§ Task instructions:
Skip the pictures and retype exactly the lines from the one holding "Where can the man in dark" through the end of the entries.

Natural language region descriptions
::::::
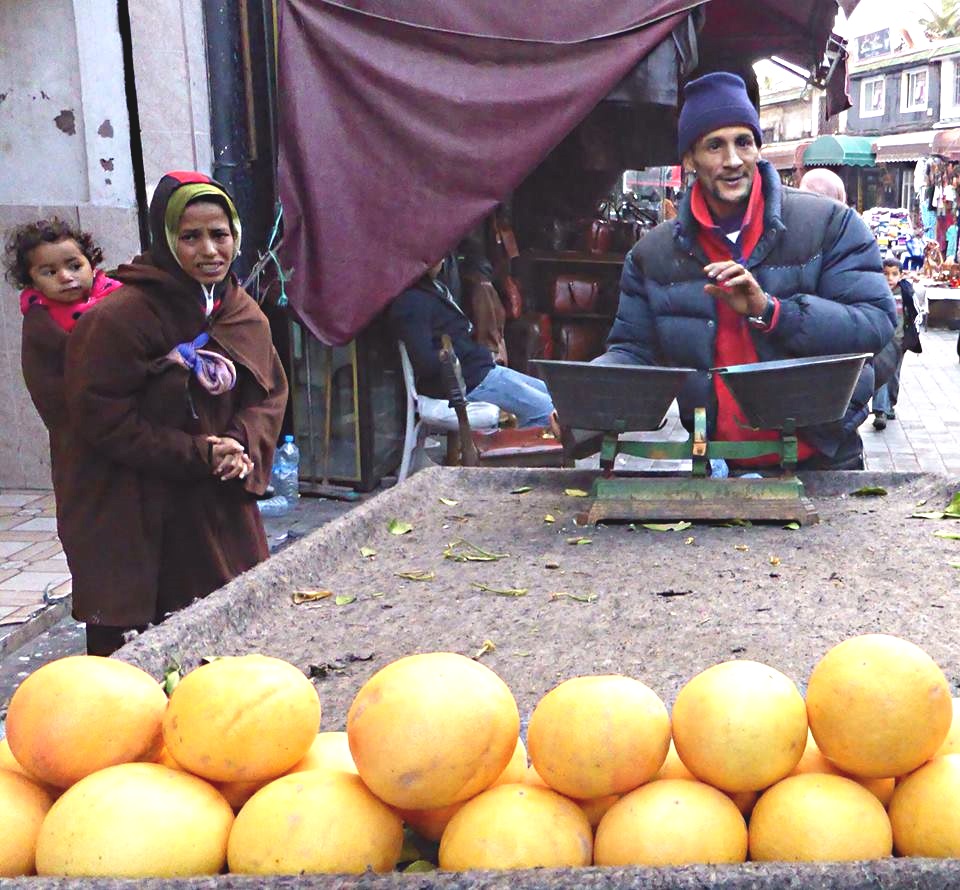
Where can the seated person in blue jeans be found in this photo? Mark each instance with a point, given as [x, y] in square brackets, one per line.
[426, 311]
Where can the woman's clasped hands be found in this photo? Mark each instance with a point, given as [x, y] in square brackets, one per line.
[228, 459]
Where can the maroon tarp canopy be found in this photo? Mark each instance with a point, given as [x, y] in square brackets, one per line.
[397, 137]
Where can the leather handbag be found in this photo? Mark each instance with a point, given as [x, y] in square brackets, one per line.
[573, 295]
[511, 296]
[580, 341]
[602, 236]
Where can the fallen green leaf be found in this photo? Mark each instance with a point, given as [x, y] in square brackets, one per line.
[576, 597]
[500, 591]
[464, 551]
[667, 526]
[869, 491]
[419, 866]
[171, 677]
[488, 646]
[416, 575]
[309, 596]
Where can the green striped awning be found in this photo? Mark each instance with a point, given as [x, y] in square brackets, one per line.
[839, 151]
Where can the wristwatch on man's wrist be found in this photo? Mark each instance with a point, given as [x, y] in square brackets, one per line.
[764, 319]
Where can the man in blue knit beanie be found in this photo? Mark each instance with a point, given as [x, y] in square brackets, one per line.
[750, 271]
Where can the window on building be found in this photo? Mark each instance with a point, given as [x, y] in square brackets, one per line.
[871, 97]
[913, 90]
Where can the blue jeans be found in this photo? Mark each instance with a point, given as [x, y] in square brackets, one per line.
[527, 397]
[885, 398]
[929, 218]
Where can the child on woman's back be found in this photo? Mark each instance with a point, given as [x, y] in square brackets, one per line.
[55, 264]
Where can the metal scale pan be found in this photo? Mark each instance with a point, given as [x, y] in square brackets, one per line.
[798, 392]
[611, 398]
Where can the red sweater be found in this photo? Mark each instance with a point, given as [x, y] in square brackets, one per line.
[67, 314]
[734, 345]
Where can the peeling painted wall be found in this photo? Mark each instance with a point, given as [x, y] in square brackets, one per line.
[65, 151]
[41, 152]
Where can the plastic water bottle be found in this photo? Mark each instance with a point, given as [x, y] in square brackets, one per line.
[278, 505]
[286, 476]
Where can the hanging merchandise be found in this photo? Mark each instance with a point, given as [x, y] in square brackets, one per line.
[892, 227]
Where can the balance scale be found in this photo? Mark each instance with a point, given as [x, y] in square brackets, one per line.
[781, 395]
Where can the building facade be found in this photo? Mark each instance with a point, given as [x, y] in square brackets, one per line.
[97, 100]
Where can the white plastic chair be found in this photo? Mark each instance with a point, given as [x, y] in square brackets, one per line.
[426, 415]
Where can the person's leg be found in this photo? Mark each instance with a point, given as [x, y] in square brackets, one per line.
[881, 406]
[517, 393]
[893, 391]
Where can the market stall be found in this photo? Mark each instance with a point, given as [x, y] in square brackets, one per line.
[400, 131]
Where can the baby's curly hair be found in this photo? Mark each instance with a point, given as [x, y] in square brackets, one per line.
[23, 239]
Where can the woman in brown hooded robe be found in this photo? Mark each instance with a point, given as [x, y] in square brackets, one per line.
[172, 432]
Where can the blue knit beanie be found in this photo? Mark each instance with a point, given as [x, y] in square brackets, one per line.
[714, 101]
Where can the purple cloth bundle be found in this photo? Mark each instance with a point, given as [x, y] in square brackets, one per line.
[215, 372]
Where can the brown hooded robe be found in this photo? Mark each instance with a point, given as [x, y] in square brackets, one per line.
[145, 525]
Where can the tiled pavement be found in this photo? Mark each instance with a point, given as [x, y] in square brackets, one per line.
[33, 569]
[925, 436]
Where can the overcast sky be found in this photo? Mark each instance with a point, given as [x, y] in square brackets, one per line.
[870, 15]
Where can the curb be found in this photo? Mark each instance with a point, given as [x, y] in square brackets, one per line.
[21, 634]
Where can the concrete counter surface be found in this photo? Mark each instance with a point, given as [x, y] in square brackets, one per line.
[891, 874]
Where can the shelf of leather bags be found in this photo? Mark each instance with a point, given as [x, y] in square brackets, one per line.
[568, 256]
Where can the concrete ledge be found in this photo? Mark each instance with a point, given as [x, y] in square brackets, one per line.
[917, 874]
[21, 634]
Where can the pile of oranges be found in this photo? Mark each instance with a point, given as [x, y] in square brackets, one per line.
[102, 775]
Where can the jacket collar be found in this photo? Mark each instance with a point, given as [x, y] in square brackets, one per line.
[685, 225]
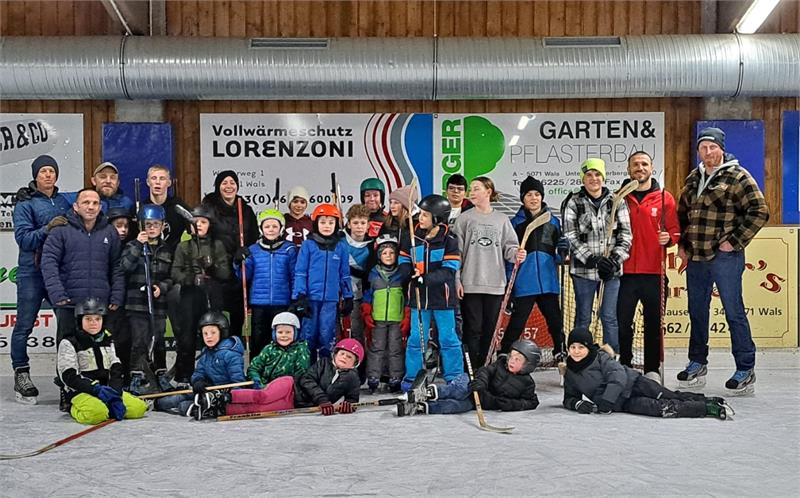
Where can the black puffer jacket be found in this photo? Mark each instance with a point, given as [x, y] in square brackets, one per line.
[506, 391]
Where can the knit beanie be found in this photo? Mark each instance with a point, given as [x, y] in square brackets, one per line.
[530, 183]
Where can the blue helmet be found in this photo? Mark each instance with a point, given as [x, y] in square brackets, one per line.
[152, 212]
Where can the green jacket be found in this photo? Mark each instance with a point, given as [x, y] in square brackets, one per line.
[275, 361]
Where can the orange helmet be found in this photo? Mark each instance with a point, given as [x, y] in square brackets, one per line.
[325, 210]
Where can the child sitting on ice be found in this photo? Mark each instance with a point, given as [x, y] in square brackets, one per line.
[609, 386]
[276, 367]
[220, 362]
[91, 372]
[505, 385]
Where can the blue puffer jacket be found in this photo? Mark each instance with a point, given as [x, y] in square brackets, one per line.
[30, 222]
[270, 272]
[323, 270]
[537, 275]
[222, 364]
[77, 264]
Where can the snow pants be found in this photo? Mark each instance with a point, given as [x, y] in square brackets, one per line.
[450, 344]
[277, 395]
[87, 409]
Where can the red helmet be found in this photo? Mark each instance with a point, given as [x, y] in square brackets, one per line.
[325, 210]
[353, 346]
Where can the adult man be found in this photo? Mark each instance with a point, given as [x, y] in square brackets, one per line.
[654, 224]
[720, 210]
[33, 220]
[80, 260]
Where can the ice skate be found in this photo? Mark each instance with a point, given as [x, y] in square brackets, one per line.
[741, 383]
[693, 376]
[24, 390]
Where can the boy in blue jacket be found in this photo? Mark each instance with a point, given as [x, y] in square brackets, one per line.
[321, 279]
[269, 268]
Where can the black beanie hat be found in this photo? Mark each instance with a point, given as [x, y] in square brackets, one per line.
[530, 183]
[42, 161]
[222, 176]
[580, 335]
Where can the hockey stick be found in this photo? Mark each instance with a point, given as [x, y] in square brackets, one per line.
[502, 322]
[301, 411]
[481, 417]
[60, 442]
[190, 391]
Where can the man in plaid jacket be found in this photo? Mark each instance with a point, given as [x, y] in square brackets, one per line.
[720, 210]
[586, 217]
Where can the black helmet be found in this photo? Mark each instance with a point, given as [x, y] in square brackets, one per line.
[90, 306]
[530, 351]
[438, 206]
[214, 318]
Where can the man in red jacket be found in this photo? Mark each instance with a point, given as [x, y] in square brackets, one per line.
[654, 223]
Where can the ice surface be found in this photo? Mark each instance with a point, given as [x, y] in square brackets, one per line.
[374, 453]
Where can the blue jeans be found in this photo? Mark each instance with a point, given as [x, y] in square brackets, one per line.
[30, 294]
[585, 290]
[725, 270]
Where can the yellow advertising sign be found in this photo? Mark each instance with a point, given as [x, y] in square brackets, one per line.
[770, 293]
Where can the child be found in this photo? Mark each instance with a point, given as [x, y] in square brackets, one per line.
[220, 362]
[298, 224]
[328, 380]
[610, 386]
[505, 385]
[91, 372]
[147, 345]
[269, 266]
[322, 276]
[384, 312]
[436, 261]
[201, 266]
[276, 367]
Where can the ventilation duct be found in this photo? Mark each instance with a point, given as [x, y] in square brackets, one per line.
[192, 68]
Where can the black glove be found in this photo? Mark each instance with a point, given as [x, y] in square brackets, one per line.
[585, 407]
[347, 306]
[241, 254]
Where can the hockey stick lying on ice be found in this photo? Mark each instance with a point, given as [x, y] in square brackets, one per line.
[300, 411]
[190, 391]
[481, 418]
[59, 442]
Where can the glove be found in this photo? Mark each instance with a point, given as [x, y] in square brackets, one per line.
[24, 194]
[346, 407]
[347, 306]
[585, 407]
[241, 254]
[327, 408]
[366, 315]
[58, 221]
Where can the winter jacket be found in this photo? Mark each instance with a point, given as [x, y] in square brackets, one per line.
[646, 220]
[186, 262]
[386, 294]
[506, 391]
[602, 380]
[30, 226]
[585, 229]
[225, 225]
[728, 207]
[322, 272]
[84, 360]
[276, 361]
[132, 262]
[537, 274]
[77, 264]
[270, 273]
[324, 383]
[222, 364]
[439, 259]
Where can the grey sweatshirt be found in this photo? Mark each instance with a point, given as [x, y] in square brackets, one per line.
[486, 241]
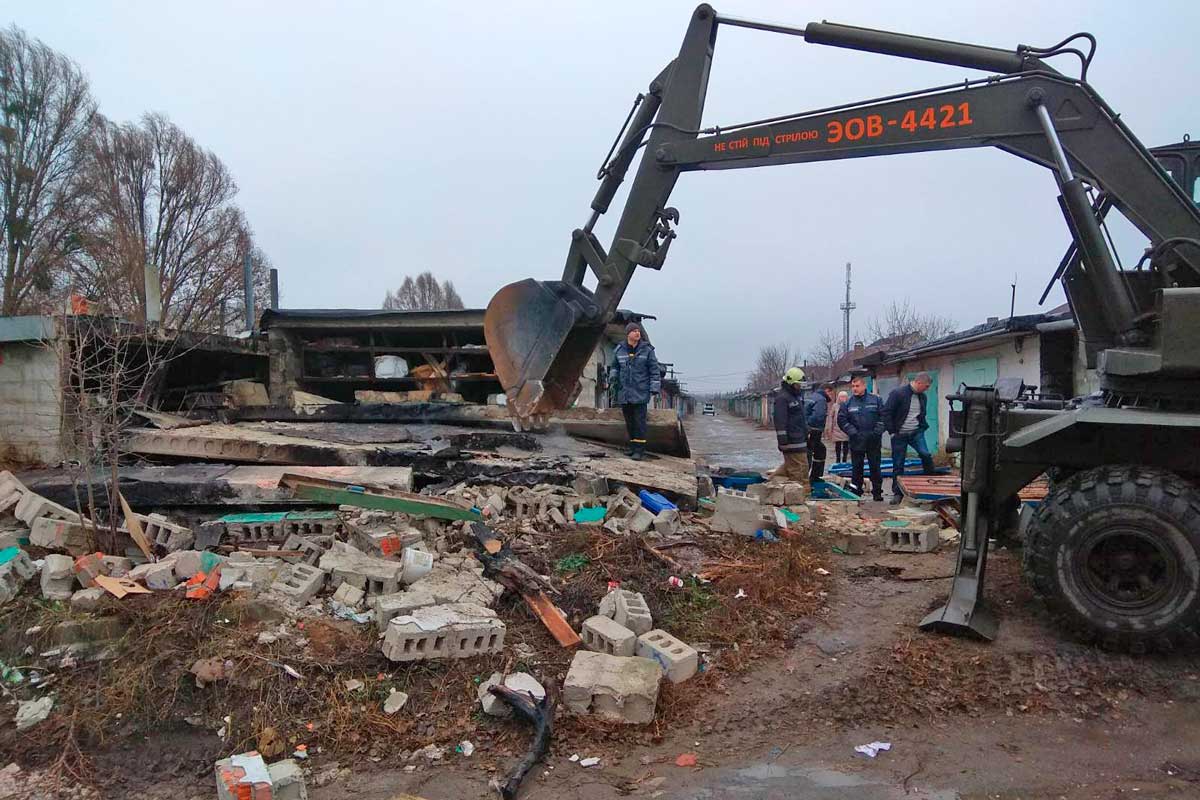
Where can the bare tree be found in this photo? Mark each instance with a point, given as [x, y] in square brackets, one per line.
[773, 361]
[903, 322]
[827, 349]
[423, 293]
[159, 198]
[46, 109]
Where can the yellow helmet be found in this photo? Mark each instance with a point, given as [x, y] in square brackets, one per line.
[793, 376]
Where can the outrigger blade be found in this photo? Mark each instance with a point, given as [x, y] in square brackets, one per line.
[964, 613]
[540, 335]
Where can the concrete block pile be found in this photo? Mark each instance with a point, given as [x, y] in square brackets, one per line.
[612, 687]
[741, 512]
[247, 776]
[16, 569]
[904, 536]
[448, 631]
[617, 675]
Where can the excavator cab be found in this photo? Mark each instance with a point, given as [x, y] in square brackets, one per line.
[1182, 162]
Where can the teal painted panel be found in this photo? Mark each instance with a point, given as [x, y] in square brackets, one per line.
[975, 372]
[933, 408]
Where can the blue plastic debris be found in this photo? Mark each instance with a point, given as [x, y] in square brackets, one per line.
[654, 501]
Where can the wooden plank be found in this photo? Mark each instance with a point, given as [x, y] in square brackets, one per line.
[547, 612]
[401, 501]
[135, 525]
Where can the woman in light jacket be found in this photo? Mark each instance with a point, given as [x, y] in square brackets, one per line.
[835, 434]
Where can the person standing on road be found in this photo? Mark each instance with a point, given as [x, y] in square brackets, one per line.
[905, 416]
[636, 373]
[862, 419]
[834, 433]
[791, 428]
[816, 411]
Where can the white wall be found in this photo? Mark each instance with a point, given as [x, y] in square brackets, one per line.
[30, 403]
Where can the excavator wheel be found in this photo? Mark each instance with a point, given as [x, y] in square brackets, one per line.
[1115, 552]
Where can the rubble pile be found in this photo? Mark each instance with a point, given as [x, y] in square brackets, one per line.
[384, 605]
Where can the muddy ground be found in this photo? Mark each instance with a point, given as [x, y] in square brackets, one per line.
[1032, 715]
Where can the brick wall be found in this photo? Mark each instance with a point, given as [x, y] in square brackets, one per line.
[30, 403]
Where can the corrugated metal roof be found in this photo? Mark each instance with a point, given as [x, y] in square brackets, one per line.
[27, 329]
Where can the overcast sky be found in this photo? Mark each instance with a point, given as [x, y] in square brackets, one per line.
[376, 139]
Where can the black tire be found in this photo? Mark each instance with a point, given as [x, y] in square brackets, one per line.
[1115, 552]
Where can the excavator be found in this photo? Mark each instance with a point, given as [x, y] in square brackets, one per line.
[1114, 549]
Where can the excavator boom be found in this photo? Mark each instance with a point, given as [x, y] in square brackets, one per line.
[541, 334]
[1139, 322]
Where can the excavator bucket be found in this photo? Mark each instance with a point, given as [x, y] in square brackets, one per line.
[540, 335]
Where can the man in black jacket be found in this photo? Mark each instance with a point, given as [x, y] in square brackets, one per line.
[862, 419]
[905, 416]
[816, 408]
[791, 428]
[636, 373]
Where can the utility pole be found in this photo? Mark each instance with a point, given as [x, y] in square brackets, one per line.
[247, 281]
[846, 307]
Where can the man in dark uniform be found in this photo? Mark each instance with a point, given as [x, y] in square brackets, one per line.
[792, 429]
[636, 373]
[862, 419]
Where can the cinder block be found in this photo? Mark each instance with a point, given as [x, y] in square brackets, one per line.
[13, 573]
[348, 595]
[851, 543]
[604, 635]
[389, 607]
[209, 535]
[795, 494]
[87, 600]
[371, 575]
[666, 522]
[118, 565]
[312, 552]
[187, 563]
[612, 687]
[165, 534]
[737, 512]
[417, 564]
[59, 535]
[161, 576]
[591, 487]
[450, 631]
[768, 493]
[609, 603]
[616, 525]
[678, 660]
[911, 539]
[640, 521]
[299, 583]
[630, 611]
[243, 777]
[18, 564]
[287, 781]
[89, 567]
[623, 505]
[58, 577]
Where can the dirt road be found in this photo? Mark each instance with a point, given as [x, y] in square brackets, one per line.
[731, 441]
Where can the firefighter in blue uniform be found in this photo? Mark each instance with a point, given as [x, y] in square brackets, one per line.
[636, 373]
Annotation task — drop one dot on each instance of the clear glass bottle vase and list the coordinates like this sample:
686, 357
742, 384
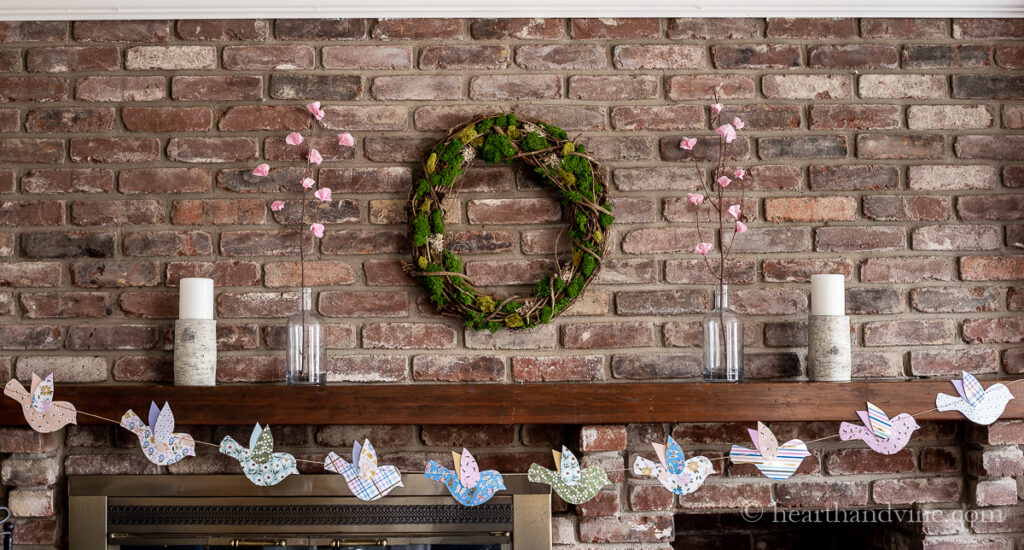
::::::
§ Output:
Where can the man in dark uniform be found in this photo? Mark each instance with a point, given as [x, y] in square brackets, one per line.
[792, 429]
[636, 373]
[862, 419]
Where can the cinder block be found in this photo? Mark each instance with a point, given as [x, y] in square brackets, one per line.
[13, 573]
[348, 595]
[851, 543]
[604, 635]
[389, 607]
[209, 535]
[795, 494]
[87, 600]
[371, 575]
[666, 522]
[118, 565]
[312, 552]
[187, 563]
[612, 687]
[165, 534]
[737, 512]
[417, 564]
[59, 535]
[161, 576]
[591, 487]
[450, 631]
[768, 493]
[609, 603]
[616, 525]
[678, 660]
[911, 539]
[640, 521]
[299, 583]
[630, 611]
[243, 777]
[18, 564]
[287, 781]
[89, 567]
[623, 505]
[58, 577]
Where can the dirt road be found in this photo? Mark each instance with a point, given as [x, y] in square brackets, one per line.
[731, 441]
Where can the firefighter in blue uniform be found in this photo? Mark each instance with a point, given as [x, y] in square brackets, one per line.
[636, 373]
Annotation task — drop one dot on each instance of the clear glass bottle vase and list the coordinates like this sample:
686, 357
742, 384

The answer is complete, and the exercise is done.